## EXCERPT TO READ
Marvin Gaye's last great album turn 30 this year an Universal celebrates with a two disc expanded edition. The story of "Here My Dear" is probably one of the most fascinating ones in the history of Soul. As is well know Marvin married into the Motown family when he tied the knot with Berry Gordy's sister Anna. When that marriage turned sour and the couple filed for divorce they settled out of court. Instead of Marvin paying Anna the sum of a million dollars he'd pay her the advance for his next album and the royalties that the album would reap. Gaye had little choice, he was broke. He snorted a fortune in coke and the IRS was after him. What Gaye intended to be a trite Pop album became his last masterpiece.
Anna was Gaye's muse though out his career. It was with Anna in mind that Gaye wrote Pop Soul gems as "Stubborn Kind Of Fellow" or "Pride And Joy". When Gaye sang them he simply closed his eyes and thought of Anna to get the feeling across. It was Anna that made his songs come to life, that gave them a heart and soul. Put like that their romance sounds idyllic, a match made in heaven. But nothing in Gaye's life was ever easy. His childhood was troubled to say the least. His father was a cross dressing abusive preacher who scarred Marvin for life. His mother he placed on a pedestal, she was his Madonna. In the excellent David Ritz book "Divided Soul" Marvin basically confessed that he married his mother when he gave Gordy, 17 years his senior, his vows. Marvin was in his twenties at the time, coming to terms with both success and the failures of his youth, looking for a consoling mother figure. Though Marvin masked his uncertainties with his suave Casanova crooner image he suffered from terribly insecurities. Anna was his comfort, his ego boost. Gaye needed her to dominate her as much as he resented that. The relationship was uneven from the get go, destined to fail.

## EXERCISES
1. Copy the Marvin Gaye passage word for word, beginning at "Marvin Gaye's last" and stopping after "his last masterpiece.".
2. Write the next part of the passage on Marvin Gaye and his marriage to Anna, picking up after its final sentence.

## RECORDS PROVIDED
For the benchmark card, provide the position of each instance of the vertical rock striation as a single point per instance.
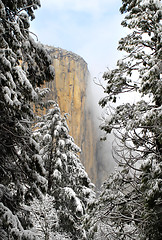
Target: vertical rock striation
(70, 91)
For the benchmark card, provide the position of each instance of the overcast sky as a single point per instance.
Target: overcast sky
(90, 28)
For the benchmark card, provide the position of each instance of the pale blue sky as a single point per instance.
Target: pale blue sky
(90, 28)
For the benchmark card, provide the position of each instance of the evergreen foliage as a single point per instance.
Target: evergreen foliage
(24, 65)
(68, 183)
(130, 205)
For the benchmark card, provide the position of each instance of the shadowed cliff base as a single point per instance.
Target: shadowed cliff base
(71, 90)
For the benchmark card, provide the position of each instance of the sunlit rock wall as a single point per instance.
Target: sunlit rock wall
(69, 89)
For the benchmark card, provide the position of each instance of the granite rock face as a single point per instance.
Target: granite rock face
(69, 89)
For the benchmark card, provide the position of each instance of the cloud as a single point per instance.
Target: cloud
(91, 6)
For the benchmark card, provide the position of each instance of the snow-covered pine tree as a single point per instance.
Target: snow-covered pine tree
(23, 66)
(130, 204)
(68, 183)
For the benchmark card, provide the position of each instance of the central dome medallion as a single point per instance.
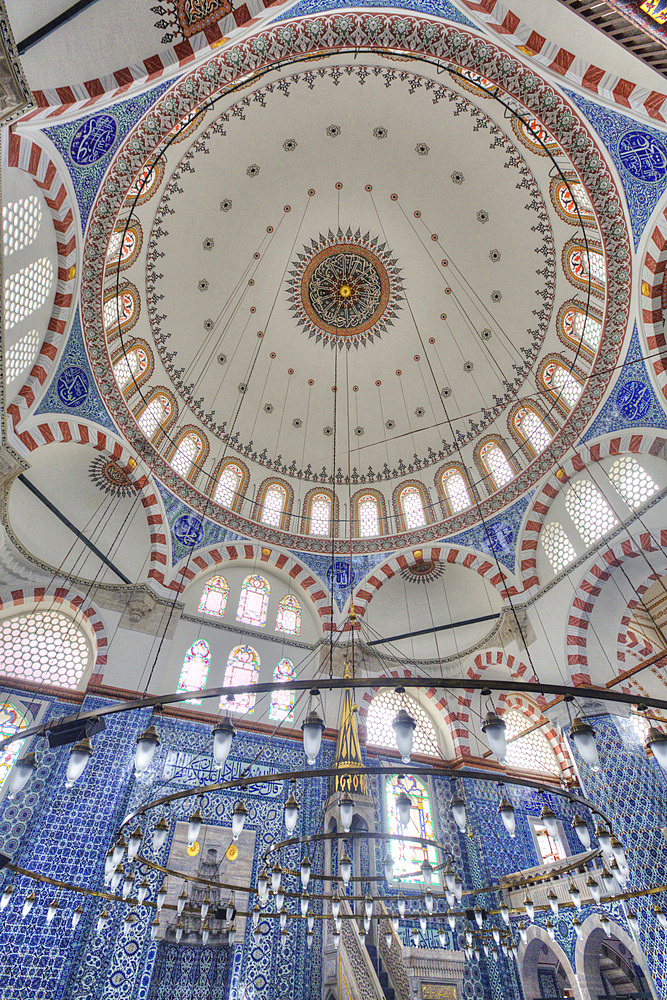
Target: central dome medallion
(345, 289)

--

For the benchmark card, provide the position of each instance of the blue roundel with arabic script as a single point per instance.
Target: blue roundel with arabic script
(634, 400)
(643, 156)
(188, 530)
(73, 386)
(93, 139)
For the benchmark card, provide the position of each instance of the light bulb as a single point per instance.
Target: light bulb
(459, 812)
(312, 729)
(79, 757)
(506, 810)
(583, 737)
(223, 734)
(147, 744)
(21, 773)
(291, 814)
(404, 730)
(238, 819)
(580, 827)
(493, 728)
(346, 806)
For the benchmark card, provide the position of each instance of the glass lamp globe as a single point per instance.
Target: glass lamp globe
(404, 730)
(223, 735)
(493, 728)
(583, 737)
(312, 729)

---

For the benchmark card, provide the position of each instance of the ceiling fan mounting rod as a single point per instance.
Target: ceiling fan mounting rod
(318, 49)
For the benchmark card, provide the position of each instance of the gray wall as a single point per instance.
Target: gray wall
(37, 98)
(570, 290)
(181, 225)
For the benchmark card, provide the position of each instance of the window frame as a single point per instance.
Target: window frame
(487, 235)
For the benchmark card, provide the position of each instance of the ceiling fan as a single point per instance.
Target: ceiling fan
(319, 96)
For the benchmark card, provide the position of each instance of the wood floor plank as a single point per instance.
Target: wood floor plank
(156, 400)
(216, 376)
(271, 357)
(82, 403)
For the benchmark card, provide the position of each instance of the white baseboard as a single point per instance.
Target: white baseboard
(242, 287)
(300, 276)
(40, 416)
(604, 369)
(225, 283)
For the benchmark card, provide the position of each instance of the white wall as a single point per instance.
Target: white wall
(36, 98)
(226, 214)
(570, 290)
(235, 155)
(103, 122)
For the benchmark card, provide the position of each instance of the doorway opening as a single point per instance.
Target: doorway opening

## FINAL RESULTS
1.
Marvin Gaye's last great album turn 30 this year an Universal celebrates with a two disc expanded edition. The story of "Here My Dear" is probably one of the most fascinating ones in the history of Soul. As is well know Marvin married into the Motown family when he tied the knot with Berry Gordy's sister Anna. When that marriage turned sour and the couple filed for divorce they settled out of court. Instead of Marvin paying Anna the sum of a million dollars he'd pay her the advance for his next album and the royalties that the album would reap. Gaye had little choice, he was broke. He snorted a fortune in coke and the IRS was after him. What Gaye intended to be a trite Pop album became his last masterpiece.

2.
The catalyst for the separation would be the 16 year old Janis Hunter ironically as old as the age difference between the two. Gaye first laid eyes on her while recording "Let's Get It On". He would later claim that it was this sweet sixteen that enabled him to sing the silky balled "If I Should Die Tonight" like he meant it. Janis would become his obsession. Though she may have been the catalyst the seeds for the divorce from Gordy were sown far before that, maybe on the onset of their relationship even. The closing piece on Marvin's second masterpiece was the biting "Just To Keep You Satisfied". Interestingly enough co-written with Anna. It was as if the couple was telling each other their relationship was bound to crash years before it actually did. The songs was filled with vicious indictments, a testimony of a relationship that was suffocating instead of liberating. Theirs was an ambivalent relationship at best. The song was one of Marvin's greatest artistically triumphs. After that his career would gradually slide into a slump. Although often a heralded album "I Want You" was a mere shade of the brilliance that was "Let's Get It On". Though not without its own merits, the near pornographic and coke infested suite never even nearly scratches the divinity of its predecessor.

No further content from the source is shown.